§ **Description of the task**
For this exercise, print all of the entries exactly as given.

§ **Data for review**
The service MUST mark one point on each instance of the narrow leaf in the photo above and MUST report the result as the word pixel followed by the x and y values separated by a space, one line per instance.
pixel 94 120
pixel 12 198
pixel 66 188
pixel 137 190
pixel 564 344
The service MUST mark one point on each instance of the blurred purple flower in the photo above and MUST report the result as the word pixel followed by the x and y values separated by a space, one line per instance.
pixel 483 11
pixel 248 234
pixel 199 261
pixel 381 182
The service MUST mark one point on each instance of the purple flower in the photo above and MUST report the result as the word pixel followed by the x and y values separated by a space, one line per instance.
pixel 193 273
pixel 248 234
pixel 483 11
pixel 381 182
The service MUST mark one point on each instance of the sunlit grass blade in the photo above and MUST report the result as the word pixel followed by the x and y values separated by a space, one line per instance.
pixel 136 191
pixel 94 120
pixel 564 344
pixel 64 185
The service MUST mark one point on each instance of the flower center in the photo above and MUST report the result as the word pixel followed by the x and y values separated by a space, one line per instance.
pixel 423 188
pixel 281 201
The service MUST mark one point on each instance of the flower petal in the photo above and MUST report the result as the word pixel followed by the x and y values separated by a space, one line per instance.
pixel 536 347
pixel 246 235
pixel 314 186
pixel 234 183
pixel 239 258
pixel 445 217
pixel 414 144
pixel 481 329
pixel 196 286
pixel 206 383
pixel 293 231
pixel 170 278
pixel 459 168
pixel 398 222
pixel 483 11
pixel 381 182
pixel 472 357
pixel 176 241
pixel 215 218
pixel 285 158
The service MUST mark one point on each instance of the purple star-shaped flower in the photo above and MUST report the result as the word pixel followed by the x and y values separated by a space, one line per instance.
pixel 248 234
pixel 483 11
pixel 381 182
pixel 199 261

§ **Your response**
The service MUST mark one point on each instance of the narrow leaf in the photo above and MUST report the result as the word pixel followed by the x and y values separated by a space, one line per instance.
pixel 94 120
pixel 12 198
pixel 66 188
pixel 137 190
pixel 564 344
The service MUST mark one point on each instance of the blurred purple flower in the photo above and MUST report the result as the word pixel followed by the x and y values separated by a space, one line per instance.
pixel 483 11
pixel 248 234
pixel 199 261
pixel 381 182
The service MUST mark one point on each instance of the purple flower in the photo above and MUST report the result as the word pixel followed by the x and y values separated by a space, one line per instance.
pixel 193 273
pixel 248 234
pixel 483 11
pixel 381 182
The service MUST mark one point on each instance of the sunlit grass blade in the photo above and MUST report the result as the word pixel followed by the x and y values separated by a space, one line per instance.
pixel 136 191
pixel 94 120
pixel 564 344
pixel 64 185
The service MUST mark one point on each instance of the flower center in the photo above and MUST report the result as the word pixel followed by the x and y values separated by a space, one line per instance.
pixel 423 188
pixel 281 201
The service MUST mark one point on each instance of the flower petal in the photo above and MUST report the result as the word pixel followed by the x and y values separated by a space, one line per instance.
pixel 536 347
pixel 246 235
pixel 314 186
pixel 234 183
pixel 239 258
pixel 445 217
pixel 414 144
pixel 481 329
pixel 196 286
pixel 206 383
pixel 293 231
pixel 170 278
pixel 459 168
pixel 398 222
pixel 483 11
pixel 381 182
pixel 472 357
pixel 176 241
pixel 215 218
pixel 285 158
The service MUST mark one point on each instance of the purple star-shaped flower in the photo above and MUST report the result as the word pixel followed by the x and y values separated by a space, one line per instance.
pixel 248 234
pixel 483 11
pixel 381 182
pixel 199 261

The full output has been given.